* Activité 1: Repérez dans la liste chaque ligne contenant le mot « negative », puis recopiez chacune de ces lignes.

::: Texte proposé

Certes, j’aurais pu tenter de m’exprimer en Espagnol, puisque c’était ma deuxième langue au lycée. Mais le 5 que j’ai pris dans la face à l’oral du Bac m’a totalement complexé vis-à-vis de la langue de Cervantes. Enfin bref, le combat à trois, lui, continue.

A 2h17 AM, j’inflige un terrible set up au valeureux Flavio. Sur un board 3546, les tapis volent. Flavio a K7 moi 78. J’ignore si Flavio m’a invectivé à ce moment-là. Mais une suite ininterrompue et indiscernable de mots finissant par “i” se sont échappés de sa bouche pendant une bonne dizaine de secondes. Seul un mot terminant par “o” s’intercalant de temps à autre (“vafenculo ?” ).
Flavio se lève alors non sans une certaine dignité et nous souhaite, l’Ibère et moi, “una buena notte”, bras dessus-dessous avec sa supportrice n°1. L’oeil grivois, je ne peux alors empêcher de penser qu’il rentrera dans sa chambre avec une grosse paire en main.

::::::

* Activité 2: Transcrivez fidèlement, dans le récit de partie de poker, tout le passage allant de « A 2h17 AM, j’inflige » jusqu'à « paire en main. ».

::: Données de l'exercice

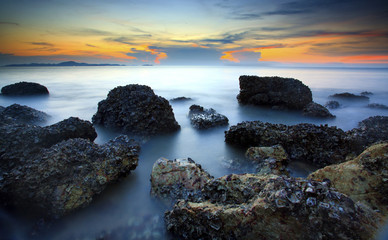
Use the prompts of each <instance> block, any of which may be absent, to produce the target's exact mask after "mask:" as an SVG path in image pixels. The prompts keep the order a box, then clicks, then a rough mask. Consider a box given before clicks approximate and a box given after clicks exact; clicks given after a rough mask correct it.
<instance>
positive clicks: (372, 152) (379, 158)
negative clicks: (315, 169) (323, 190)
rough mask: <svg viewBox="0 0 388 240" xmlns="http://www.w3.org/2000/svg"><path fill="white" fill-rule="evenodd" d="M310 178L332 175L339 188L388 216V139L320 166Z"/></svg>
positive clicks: (337, 189) (321, 178)
mask: <svg viewBox="0 0 388 240" xmlns="http://www.w3.org/2000/svg"><path fill="white" fill-rule="evenodd" d="M309 178H311V179H325V178H326V179H329V180H330V181H331V184H332V186H333V187H335V188H336V189H337V190H338V191H339V192H341V193H344V194H346V195H347V196H349V197H350V198H351V199H353V201H361V202H362V203H364V204H365V205H368V206H369V207H371V208H372V209H375V210H377V211H379V212H381V213H382V214H383V215H384V216H385V217H388V143H384V144H376V145H373V146H371V147H369V148H368V149H366V150H365V151H364V152H363V153H361V154H360V155H359V156H358V157H357V158H355V159H353V160H351V161H347V162H344V163H341V164H337V165H331V166H327V167H325V168H322V169H319V170H317V171H316V172H314V173H312V174H310V175H309Z"/></svg>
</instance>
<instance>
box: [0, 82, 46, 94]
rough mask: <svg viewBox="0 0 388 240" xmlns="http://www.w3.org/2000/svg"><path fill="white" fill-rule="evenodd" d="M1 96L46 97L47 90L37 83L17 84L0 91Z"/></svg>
mask: <svg viewBox="0 0 388 240" xmlns="http://www.w3.org/2000/svg"><path fill="white" fill-rule="evenodd" d="M1 93H2V94H3V95H15V96H29V95H47V94H49V91H48V89H47V88H46V87H45V86H42V85H40V84H38V83H32V82H19V83H15V84H10V85H7V86H5V87H3V88H2V89H1Z"/></svg>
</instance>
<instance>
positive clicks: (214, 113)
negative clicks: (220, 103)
mask: <svg viewBox="0 0 388 240" xmlns="http://www.w3.org/2000/svg"><path fill="white" fill-rule="evenodd" d="M189 117H190V122H191V124H192V125H193V126H194V127H195V128H198V129H208V128H212V127H216V126H224V125H228V123H229V119H228V118H227V117H226V116H224V115H222V114H219V113H217V112H216V110H214V109H213V108H210V109H204V108H203V107H201V106H199V105H191V107H190V112H189Z"/></svg>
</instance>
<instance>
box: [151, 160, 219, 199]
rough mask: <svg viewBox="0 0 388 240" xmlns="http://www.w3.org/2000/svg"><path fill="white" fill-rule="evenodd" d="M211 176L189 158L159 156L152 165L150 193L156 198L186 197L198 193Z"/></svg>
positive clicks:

::::::

* Réponse attendue 1:
negative clicks: (315, 169) (323, 190)
negative clicks: (220, 103)

* Réponse attendue 2:
A 2h17 AM, j’inflige un terrible set up au valeureux Flavio. Sur un board 3546, les tapis volent. Flavio a K7 moi 78. J’ignore si Flavio m’a invectivé à ce moment-là. Mais une suite ininterrompue et indiscernable de mots finissant par “i” se sont échappés de sa bouche pendant une bonne dizaine de secondes. Seul un mot terminant par “o” s’intercalant de temps à autre (“vafenculo ?” ).
Flavio se lève alors non sans une certaine dignité et nous souhaite, l’Ibère et moi, “una buena notte”, bras dessus-dessous avec sa supportrice n°1. L’oeil grivois, je ne peux alors empêcher de penser qu’il rentrera dans sa chambre avec une grosse paire en main.